** begin DATA **

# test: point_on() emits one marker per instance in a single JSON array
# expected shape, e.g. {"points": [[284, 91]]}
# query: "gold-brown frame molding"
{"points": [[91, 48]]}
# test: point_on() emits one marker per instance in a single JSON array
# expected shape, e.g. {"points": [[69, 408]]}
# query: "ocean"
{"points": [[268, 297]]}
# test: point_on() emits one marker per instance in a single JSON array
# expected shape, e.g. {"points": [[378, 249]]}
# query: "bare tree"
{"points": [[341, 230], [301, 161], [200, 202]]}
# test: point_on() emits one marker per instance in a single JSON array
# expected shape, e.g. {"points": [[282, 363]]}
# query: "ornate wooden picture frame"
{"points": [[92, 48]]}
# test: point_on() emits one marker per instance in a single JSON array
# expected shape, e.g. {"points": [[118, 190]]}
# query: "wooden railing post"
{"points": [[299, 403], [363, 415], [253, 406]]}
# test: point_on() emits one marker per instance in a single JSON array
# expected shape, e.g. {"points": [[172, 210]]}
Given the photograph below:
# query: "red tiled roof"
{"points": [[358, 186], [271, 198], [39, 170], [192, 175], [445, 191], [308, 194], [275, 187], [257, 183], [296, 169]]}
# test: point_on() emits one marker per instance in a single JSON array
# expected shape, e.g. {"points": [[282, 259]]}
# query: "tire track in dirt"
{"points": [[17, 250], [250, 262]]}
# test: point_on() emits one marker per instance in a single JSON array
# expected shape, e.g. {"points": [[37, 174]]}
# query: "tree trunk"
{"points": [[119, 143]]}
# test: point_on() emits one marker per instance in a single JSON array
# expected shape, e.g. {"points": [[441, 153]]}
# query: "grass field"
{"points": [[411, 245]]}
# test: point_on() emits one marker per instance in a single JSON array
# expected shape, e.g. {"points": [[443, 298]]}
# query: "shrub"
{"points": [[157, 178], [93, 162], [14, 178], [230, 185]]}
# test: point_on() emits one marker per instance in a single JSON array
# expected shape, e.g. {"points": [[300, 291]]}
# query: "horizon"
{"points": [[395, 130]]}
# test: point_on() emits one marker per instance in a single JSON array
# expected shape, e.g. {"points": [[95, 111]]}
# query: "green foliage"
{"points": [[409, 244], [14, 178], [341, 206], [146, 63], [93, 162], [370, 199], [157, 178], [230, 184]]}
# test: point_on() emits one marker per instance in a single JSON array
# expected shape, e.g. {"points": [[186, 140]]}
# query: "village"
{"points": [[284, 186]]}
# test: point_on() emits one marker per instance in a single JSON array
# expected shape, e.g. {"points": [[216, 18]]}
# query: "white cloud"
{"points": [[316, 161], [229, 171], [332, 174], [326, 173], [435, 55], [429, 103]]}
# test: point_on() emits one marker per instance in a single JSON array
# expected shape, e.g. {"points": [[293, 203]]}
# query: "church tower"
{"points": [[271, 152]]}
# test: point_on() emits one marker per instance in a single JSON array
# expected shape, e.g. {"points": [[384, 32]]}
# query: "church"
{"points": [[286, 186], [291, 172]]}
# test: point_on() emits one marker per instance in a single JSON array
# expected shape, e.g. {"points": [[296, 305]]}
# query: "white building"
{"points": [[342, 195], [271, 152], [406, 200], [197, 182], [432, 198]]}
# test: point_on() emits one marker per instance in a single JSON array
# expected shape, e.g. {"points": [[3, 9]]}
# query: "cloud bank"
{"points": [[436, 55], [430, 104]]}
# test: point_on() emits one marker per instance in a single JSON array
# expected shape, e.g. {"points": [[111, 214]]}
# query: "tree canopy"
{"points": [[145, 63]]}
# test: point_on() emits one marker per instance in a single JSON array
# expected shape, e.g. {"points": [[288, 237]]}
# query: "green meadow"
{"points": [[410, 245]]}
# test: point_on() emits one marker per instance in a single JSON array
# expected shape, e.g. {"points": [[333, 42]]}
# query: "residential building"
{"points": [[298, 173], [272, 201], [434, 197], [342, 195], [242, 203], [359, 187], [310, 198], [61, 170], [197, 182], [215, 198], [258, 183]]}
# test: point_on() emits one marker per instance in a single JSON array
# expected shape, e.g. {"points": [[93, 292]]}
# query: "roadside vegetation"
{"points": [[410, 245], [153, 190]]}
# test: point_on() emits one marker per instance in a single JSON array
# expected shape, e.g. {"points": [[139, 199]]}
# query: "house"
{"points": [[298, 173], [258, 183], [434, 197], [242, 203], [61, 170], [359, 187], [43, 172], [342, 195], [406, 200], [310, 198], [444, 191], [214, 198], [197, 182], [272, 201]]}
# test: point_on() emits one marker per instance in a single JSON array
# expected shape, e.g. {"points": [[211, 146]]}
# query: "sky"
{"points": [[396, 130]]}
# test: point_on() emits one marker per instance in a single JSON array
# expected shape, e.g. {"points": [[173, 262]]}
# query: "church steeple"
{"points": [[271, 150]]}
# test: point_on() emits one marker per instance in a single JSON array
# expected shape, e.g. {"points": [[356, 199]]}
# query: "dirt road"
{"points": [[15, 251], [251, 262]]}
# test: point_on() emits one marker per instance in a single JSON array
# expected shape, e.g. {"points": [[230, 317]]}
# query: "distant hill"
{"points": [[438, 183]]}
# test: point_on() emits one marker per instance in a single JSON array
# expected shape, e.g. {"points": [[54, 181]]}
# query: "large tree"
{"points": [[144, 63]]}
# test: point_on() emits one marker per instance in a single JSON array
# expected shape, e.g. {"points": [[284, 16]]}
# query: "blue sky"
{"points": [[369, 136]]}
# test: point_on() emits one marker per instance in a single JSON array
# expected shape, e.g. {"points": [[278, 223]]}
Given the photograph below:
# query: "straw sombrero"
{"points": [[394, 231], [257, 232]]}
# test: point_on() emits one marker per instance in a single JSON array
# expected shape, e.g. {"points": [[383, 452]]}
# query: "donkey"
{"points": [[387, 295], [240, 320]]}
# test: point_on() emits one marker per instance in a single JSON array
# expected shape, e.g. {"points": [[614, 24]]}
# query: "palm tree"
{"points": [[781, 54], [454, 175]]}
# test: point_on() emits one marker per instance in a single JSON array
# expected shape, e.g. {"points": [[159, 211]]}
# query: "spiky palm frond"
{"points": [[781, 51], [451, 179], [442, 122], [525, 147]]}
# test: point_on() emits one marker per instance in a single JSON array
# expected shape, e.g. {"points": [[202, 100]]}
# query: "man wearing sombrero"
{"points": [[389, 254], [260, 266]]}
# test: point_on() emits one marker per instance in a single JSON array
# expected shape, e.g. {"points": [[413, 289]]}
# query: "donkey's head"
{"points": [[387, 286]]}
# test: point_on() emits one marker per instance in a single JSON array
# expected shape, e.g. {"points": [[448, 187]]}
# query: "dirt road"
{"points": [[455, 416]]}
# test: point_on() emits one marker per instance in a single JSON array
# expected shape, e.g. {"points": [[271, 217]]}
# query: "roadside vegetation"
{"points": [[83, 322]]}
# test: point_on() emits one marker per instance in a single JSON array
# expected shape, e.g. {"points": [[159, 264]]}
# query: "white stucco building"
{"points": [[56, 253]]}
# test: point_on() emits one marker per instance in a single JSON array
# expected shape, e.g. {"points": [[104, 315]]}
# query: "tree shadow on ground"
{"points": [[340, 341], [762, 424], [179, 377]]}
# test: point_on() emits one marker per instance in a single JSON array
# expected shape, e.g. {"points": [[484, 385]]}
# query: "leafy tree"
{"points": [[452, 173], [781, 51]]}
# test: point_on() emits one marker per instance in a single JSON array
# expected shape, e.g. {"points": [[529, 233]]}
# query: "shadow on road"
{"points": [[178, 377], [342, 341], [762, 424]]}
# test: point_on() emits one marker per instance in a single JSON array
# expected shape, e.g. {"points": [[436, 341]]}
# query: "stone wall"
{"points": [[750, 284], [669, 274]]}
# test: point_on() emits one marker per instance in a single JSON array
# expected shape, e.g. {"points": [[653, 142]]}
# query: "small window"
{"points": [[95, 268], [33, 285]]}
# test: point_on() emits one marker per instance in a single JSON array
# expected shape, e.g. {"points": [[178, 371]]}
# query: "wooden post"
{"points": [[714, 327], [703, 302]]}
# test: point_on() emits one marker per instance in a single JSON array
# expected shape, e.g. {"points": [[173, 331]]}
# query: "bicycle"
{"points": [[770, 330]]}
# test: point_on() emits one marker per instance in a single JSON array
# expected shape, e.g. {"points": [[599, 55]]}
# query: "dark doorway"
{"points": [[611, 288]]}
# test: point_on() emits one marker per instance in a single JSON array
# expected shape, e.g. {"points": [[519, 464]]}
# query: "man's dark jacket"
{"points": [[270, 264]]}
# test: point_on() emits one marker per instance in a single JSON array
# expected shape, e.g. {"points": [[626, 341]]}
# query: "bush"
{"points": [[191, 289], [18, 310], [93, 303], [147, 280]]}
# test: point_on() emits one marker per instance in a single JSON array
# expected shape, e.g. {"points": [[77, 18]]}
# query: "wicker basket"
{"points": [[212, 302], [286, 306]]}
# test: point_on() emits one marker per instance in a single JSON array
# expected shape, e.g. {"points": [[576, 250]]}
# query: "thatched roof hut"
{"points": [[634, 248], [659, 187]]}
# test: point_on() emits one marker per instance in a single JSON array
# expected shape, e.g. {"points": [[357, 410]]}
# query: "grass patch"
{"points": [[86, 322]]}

** end DATA **

> **SET TASK**: Which lines in the listing above contain the string "wooden"? Collect every one of them, treating case as significant.

> **ANSWER FOR THIS EXERCISE**:
# query: "ornate wooden picture frame"
# query: "wooden railing post"
# query: "wooden post"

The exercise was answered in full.